To do: Copy out, unchanged, the lines of the data from the one holding "Indicate the green" through the one holding "<point>588,129</point>", with both of those lines included.

Data from a point labeling set:
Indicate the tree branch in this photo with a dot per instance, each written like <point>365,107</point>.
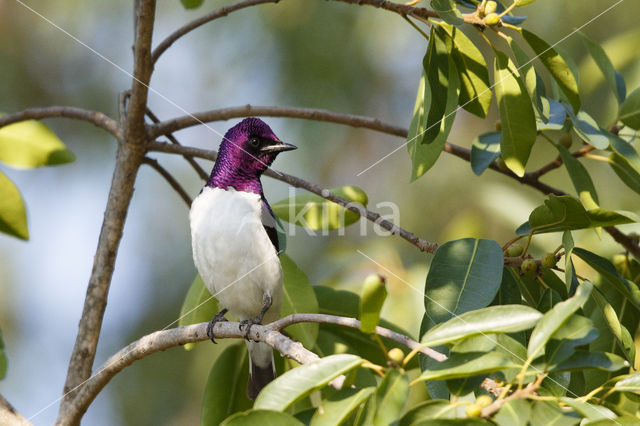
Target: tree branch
<point>169,178</point>
<point>423,245</point>
<point>9,416</point>
<point>96,118</point>
<point>165,339</point>
<point>129,156</point>
<point>399,8</point>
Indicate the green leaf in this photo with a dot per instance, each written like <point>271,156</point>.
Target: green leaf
<point>373,296</point>
<point>516,113</point>
<point>475,94</point>
<point>514,413</point>
<point>298,297</point>
<point>391,397</point>
<point>232,369</point>
<point>3,359</point>
<point>314,212</point>
<point>336,409</point>
<point>630,383</point>
<point>586,359</point>
<point>484,149</point>
<point>494,319</point>
<point>557,67</point>
<point>555,318</point>
<point>191,4</point>
<point>630,110</point>
<point>604,63</point>
<point>297,383</point>
<point>13,215</point>
<point>609,272</point>
<point>428,410</point>
<point>30,144</point>
<point>468,364</point>
<point>580,178</point>
<point>430,127</point>
<point>588,129</point>
<point>464,275</point>
<point>448,11</point>
<point>262,418</point>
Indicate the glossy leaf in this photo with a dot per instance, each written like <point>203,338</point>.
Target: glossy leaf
<point>557,67</point>
<point>468,364</point>
<point>494,319</point>
<point>514,413</point>
<point>464,275</point>
<point>434,113</point>
<point>428,410</point>
<point>298,297</point>
<point>198,306</point>
<point>391,397</point>
<point>484,150</point>
<point>297,383</point>
<point>373,296</point>
<point>231,368</point>
<point>317,213</point>
<point>630,110</point>
<point>3,359</point>
<point>448,11</point>
<point>586,359</point>
<point>516,113</point>
<point>338,407</point>
<point>475,93</point>
<point>604,63</point>
<point>30,144</point>
<point>13,215</point>
<point>555,318</point>
<point>580,178</point>
<point>609,272</point>
<point>262,418</point>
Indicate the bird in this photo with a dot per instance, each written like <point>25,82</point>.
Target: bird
<point>234,239</point>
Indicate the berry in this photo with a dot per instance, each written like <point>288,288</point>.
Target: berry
<point>529,267</point>
<point>492,19</point>
<point>549,260</point>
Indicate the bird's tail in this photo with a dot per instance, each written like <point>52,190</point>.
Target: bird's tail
<point>261,367</point>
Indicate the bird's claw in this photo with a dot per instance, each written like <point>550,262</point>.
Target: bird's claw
<point>219,317</point>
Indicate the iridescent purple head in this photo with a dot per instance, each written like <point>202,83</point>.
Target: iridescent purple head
<point>246,151</point>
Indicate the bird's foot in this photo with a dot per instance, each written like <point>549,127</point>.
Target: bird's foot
<point>219,317</point>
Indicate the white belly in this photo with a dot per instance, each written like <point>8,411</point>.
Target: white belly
<point>233,253</point>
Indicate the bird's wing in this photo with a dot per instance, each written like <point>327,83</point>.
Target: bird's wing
<point>269,223</point>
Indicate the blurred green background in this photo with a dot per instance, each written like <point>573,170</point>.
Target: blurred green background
<point>356,60</point>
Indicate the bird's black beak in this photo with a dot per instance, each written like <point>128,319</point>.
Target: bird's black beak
<point>277,147</point>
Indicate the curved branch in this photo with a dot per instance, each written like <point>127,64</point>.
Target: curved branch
<point>165,339</point>
<point>173,125</point>
<point>423,245</point>
<point>96,118</point>
<point>399,8</point>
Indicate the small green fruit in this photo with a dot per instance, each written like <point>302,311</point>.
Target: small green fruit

Expected answer:
Indicate the green leaf in this photo with a dot per instance, each written like <point>271,156</point>.
Target: green leaf
<point>373,296</point>
<point>516,113</point>
<point>475,94</point>
<point>514,413</point>
<point>298,297</point>
<point>391,397</point>
<point>232,369</point>
<point>3,359</point>
<point>314,212</point>
<point>336,409</point>
<point>630,383</point>
<point>586,359</point>
<point>484,149</point>
<point>494,319</point>
<point>557,67</point>
<point>555,318</point>
<point>191,4</point>
<point>630,110</point>
<point>604,63</point>
<point>297,383</point>
<point>13,215</point>
<point>609,272</point>
<point>428,410</point>
<point>30,144</point>
<point>468,364</point>
<point>580,178</point>
<point>430,127</point>
<point>588,129</point>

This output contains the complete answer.